Besides pairing with such texts as Proverbs 8 and John 1 and informing Trinitarian theological development, these verse from Colossians are also at the center of giving us the notion of the Cosmic Christ. Almost as if he could be anticipating my confirmation students, Richard Rohr writes, “perhaps more than ever, we need a God as big as the still-expanding universe, or educated people will continue to think of God as mere add-on to a world that is already awesome, beautiful, and worthy of praise in itself” (Richard Rohr, The Universal Christ: How a Forgotten Reality Can Change Everything We See, Hope For, and Believe. New York: Convergent, 2019, p. 17).

....

What this exercise asks ->
1. In the passage on the Cosmic Christ, which publisher issued Richard Rohr's book?
2. How many lines in the records contain the string "return", with case counting? Reply with the number only.

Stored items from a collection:
....

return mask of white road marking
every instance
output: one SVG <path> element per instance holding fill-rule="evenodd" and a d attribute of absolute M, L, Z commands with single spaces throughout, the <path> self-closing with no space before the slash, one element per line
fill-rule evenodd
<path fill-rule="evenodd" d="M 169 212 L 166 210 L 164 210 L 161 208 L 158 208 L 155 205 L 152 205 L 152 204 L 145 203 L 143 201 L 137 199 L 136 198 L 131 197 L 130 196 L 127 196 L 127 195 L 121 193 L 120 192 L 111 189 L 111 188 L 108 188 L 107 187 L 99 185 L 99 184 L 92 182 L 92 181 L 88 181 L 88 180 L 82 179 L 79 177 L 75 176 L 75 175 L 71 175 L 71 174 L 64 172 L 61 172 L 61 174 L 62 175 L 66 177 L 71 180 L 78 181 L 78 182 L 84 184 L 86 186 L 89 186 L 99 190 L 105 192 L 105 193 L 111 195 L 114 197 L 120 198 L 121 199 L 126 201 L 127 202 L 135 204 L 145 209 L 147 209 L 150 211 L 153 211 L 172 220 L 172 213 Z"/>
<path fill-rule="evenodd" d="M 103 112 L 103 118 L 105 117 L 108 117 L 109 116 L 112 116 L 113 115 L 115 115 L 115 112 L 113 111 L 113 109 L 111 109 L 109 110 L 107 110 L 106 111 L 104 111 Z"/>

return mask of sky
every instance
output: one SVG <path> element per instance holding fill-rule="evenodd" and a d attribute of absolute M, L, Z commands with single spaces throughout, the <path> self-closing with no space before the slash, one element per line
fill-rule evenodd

....

Per-task outputs ->
1. Convergent, New York.

2. 2